> **Requirement A**
From the text on Texas hotels and motels below, set down word for word the part that begins at the words "But as more" and stops after the words "out of business.".
> **Requirement B**
Answer these questions using the text on Texas hotels and motels below.
(i) Which outlaw couple favored tourist courts?
(ii) In which decade did more and more Texans hit the state's highway system?
(iii) Which motel chain does the text call the pioneer in the field?
> **Requirement C**
For each statement, say whether it agrees with the text on Texas hotels and motels below. Answer yes or no, and quote the words from the text that decide it.
(i) The first generation of motels were run by large chains.
(ii) Many traditional high-rise hotels started going out of business as motels spread.
(iii) Motels that look like hotels are showing up mainly in towns of fewer than 20,000 people.

> **Document excerpt**
▬▬▬▬▬▬▬▬▬▬

Downtown Denison, Texas - Hotel Simpson old staioneray
Hotel Simpson - Downtown Denison, Texas
TE Archive


Temple TX - Doering Hotel Stationery
Doering Hotel - Downtown Temple, Texas
TE Archive

When I traveled as a young child, my family tended to overnight in downtown hotels (which even small towns usually had at least one of). That’s mainly because my granddad was used to staying in traditional lodging, not tourist courts. In his salad days tourist courts—or tourist camps—still had a somewhat unsavory reputation with his generation. (The outlaw couple Bonnie Parker and Clyde Barrow, for example, favored tourist courts when they didn’t opt to sleep in their car.)

Oklahoma,  Nowata, Hotel Campbell
Hotel Campbell - Downtown Nowata, Oklahoma
TE photo, 2009


Austin TX - Blue Bonnet Court Old Neon Sign
Austin Texas - Blue Bonnet Court Old Neon
TE photo.
See Texas Old Neon

But as more and more Texans hit the state’s ever-improving highway system in the 1950s, motels proliferated and lost most of their shadier image. In fact, they became so common, and so affordable, that many of the traditional high-rise hotels started going out of business.

The first generation of motels were home-owned operations with varying designs as well as distinctive names displayed on often-memorial signage. Then the chains came along, most notably Holiday Inn, which was the pioneer in the field.

Well, times are changing once again. While Texas still has plenty of traditional motels to accommodate travelers, the landscape along the interstates and major highways is beginning to look different.

Anyone wanting to stay in the Clarendons of Texas will have to settle for the locally owned places like the It’ll Do (which actually looked like a pleasant enough place). But cities in the 20,000 and up population range are beginning to sport at least one and sometimes three or four lodgings that are a semi-throwback to old times: Motels that look like hotels.

▬▬▬▬▬▬▬▬▬▬

> **Dataset entries**
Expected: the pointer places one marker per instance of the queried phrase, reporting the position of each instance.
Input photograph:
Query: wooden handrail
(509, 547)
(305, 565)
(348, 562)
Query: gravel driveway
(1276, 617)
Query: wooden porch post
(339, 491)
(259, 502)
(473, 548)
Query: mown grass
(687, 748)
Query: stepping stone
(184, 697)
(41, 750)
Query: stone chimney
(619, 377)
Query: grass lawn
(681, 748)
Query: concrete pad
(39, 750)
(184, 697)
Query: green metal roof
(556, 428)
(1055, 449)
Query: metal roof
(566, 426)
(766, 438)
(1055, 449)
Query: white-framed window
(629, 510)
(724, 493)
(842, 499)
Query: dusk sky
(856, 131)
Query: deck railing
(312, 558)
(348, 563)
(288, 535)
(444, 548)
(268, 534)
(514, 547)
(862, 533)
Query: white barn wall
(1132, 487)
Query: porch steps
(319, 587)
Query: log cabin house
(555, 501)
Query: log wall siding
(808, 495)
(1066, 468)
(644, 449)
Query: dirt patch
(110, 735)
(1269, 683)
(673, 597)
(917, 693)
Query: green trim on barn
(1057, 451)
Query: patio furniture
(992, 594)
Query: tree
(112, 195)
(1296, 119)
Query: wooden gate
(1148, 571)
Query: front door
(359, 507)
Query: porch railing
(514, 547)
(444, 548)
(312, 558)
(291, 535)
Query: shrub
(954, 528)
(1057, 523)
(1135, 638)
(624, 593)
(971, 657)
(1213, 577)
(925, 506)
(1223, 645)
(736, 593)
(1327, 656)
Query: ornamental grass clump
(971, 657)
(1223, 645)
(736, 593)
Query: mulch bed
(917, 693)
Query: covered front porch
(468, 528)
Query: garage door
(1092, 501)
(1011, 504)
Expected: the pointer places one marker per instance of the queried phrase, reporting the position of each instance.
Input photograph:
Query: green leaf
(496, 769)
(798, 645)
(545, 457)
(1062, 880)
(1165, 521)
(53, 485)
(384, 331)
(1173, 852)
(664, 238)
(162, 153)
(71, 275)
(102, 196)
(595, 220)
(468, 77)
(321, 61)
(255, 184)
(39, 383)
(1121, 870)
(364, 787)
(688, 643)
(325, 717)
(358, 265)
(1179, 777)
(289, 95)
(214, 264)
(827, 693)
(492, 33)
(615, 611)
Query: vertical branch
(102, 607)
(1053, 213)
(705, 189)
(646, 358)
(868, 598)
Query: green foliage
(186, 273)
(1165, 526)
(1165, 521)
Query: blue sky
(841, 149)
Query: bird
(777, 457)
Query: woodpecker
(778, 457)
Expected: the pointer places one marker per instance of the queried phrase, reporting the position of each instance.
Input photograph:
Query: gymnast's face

▬▬▬▬▬▬▬▬▬▬

> **Your solution A**
But as more and more Texans hit the state’s ever-improving highway system in the 1950s, motels proliferated and lost most of their shadier image. In fact, they became so common, and so affordable, that many of the traditional high-rise hotels started going out of business.

> **Your solution B**
(i) Bonnie Parker and Clyde Barrow
(ii) The 1950s
(iii) Holiday Inn

> **Your solution C**
(i) No: "The first generation of motels were home-owned operations with varying designs"
(ii) Yes: "many of the traditional high-rise hotels started going out of business."
(iii) No: "cities in the 20,000 and up population range are beginning to sport at least one and sometimes three or four lodgings that are a semi-throwback to old times: Motels that look like hotels."